TEXTE FOURNI
____________________
Une des formes, des manifestations de cet amour de la vérité, de ce respect de la vérité, c’est l’amour et le respect de son métier, de l’ouvrage consciencieux et bien fait. Personne mieux que Péguy ni plus profondément ne le sentit. Il a le dégoût, l’horreur du sabotage et des saboteurs. Il a la passion du labeur soutenu, attentif, appliqué.

« Le génie exige la patience à travailler, docteur, et plus je vais, citoyen, moins je crois à l’efficacité des soudaines illuminations qui ne seraient pas accompagnées ou soutenues par un travail sérieux, moins je crois à l’efficacité des conversions extraordinaires soudaines et merveilleuses ; à l’efficacité des passions soudaines — et plus je crois à l’efficacité du travail modeste, lent, moléculaire, définitif. »
____________________
ENTRÉES RÉPERTORIÉES

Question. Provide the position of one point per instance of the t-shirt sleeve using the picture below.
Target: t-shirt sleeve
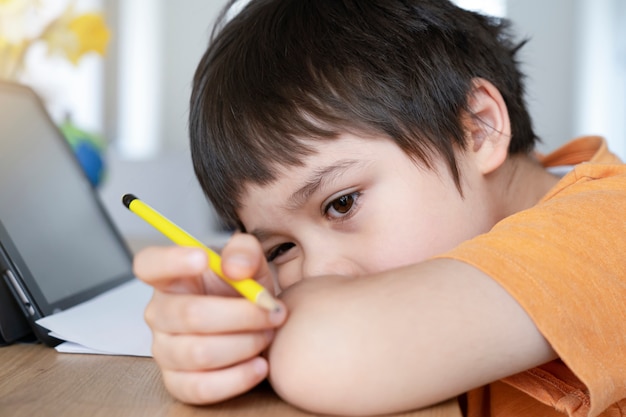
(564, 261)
____________________
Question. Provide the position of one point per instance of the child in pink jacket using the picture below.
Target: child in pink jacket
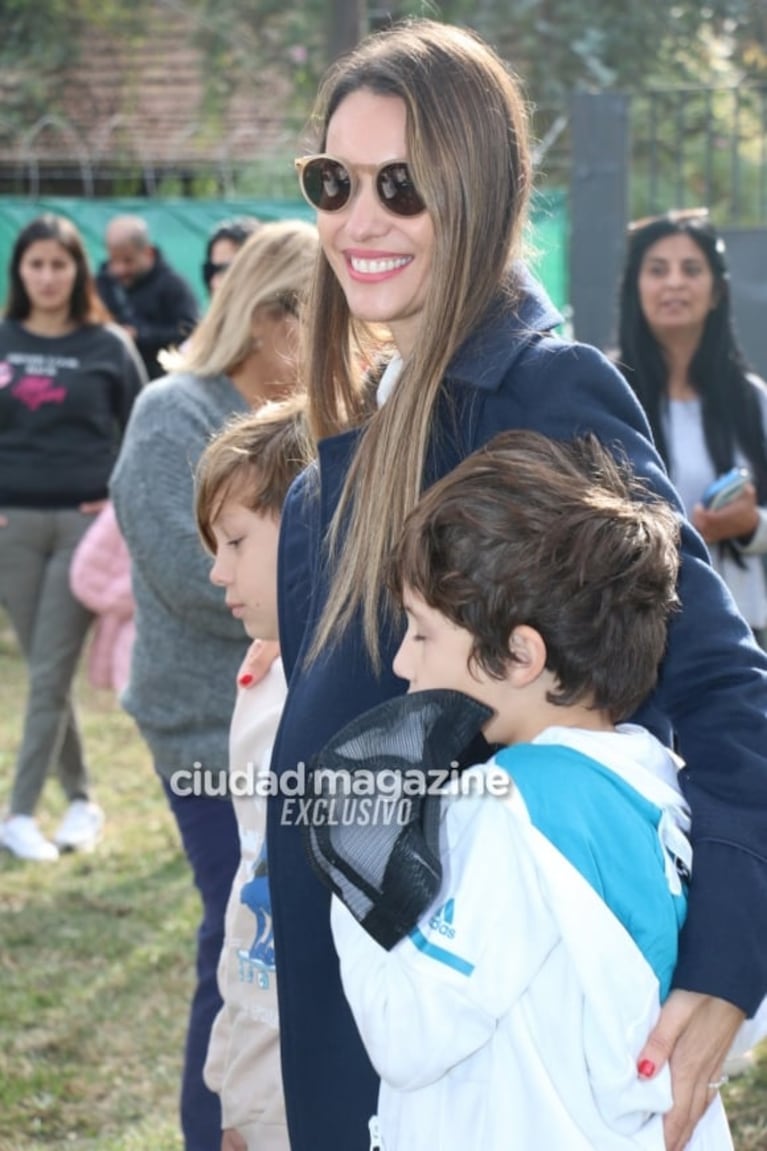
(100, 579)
____________________
CONSIGNES
1 > Reformulez sous forme de liste le paragraphe du texte fourni qui commence par « Une des formes », en conservant ses faits essentiels.
2 > Relevez tous les adjectifs qui qualifient le mot « travail » dans la citation du texte fourni.
3 > Poursuivez le texte consacré à Péguy et au respect du travail bien fait, à la suite de la citation qui le termine.
Ce matériel provient d'une autre source.

ENSEMBLE DES RÉPONSES
1 >
- L'amour et le respect de son métier, c'est-à-dire de l'ouvrage consciencieux et bien fait, sont une forme de l'amour et du respect de la vérité.
- Personne ne l'a senti mieux ni plus profondément que Péguy.
- Il éprouve du dégoût et de l'horreur pour le sabotage et les saboteurs.
- Il a la passion du labeur soutenu, attentif et appliqué.

2 > sérieux, modeste, lent, moléculaire, définitif

3 >
Plus tard un des graves reproches, justifié ou non, que Péguy adressera à la bourgeoisie, c’est d’avoir donné aux ouvriers l’exemple du travail lâché, décousu, saboté.

Cette tendresse grave, émue, que lui inspire le travailleur, le professionnel, qui aime son métier, qui le connaît, qui vit pour lui plus encore que par lui, on la sent vibrer dans la description si colorée, si vivante, si vraie de ce « Triomphe de la République » dont, acteur et spectateur, il suivit le cortège.

Avec quelle complaisance il énumère « les beaux noms de métier des ouvriers » dont les corporations ont promis leur concours. « Comme ces noms de métier sont beaux, comme ils ont un sens, une réalité, une solidité. »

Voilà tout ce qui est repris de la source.